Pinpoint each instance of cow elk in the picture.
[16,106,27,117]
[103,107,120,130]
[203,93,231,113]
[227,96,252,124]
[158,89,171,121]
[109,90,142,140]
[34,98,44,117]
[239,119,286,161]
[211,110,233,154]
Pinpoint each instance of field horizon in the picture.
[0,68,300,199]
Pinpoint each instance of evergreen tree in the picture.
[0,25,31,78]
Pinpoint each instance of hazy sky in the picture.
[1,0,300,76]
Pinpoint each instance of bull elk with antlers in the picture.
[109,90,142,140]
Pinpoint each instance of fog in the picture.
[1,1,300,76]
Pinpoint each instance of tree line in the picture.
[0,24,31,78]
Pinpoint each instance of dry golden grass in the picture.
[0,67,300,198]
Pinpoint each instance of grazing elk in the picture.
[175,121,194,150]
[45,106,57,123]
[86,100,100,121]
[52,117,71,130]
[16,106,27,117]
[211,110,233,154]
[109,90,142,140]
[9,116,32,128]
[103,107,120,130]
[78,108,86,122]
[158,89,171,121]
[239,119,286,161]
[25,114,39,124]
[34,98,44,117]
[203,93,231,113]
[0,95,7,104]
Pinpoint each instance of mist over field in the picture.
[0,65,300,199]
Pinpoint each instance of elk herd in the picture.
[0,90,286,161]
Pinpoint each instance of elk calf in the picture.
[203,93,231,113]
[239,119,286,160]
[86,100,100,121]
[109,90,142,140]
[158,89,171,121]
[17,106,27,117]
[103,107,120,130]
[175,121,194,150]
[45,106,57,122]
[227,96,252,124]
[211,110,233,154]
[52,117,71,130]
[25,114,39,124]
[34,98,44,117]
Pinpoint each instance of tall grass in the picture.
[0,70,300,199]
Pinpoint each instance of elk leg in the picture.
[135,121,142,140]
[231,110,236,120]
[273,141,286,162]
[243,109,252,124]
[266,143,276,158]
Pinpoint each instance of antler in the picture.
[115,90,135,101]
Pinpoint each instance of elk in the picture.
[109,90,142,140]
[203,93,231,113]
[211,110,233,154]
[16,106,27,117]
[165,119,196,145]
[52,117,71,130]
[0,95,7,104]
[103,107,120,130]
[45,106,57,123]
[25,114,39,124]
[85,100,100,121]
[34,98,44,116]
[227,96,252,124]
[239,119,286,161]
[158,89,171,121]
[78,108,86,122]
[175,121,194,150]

········

課題の詳細
上記のレコードのうち、文字列「grass」を含む行をすべて選び出し、各行を書き写すこと。

課題の解答
Pinpoint each instance of dry golden grass in the picture.
Pinpoint each instance of tall grass in the picture.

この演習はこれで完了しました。